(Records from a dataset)
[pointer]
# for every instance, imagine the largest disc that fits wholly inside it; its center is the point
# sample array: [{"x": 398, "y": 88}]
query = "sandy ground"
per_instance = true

_Instructions for the task_.
The answer must be a verbatim transcription of all the entries.

_Task result_.
[pointer]
# for every instance, imagine the largest disc that fits wholly inside it; its center is the point
# sample array: [{"x": 398, "y": 88}]
query = "sandy ground"
per_instance = true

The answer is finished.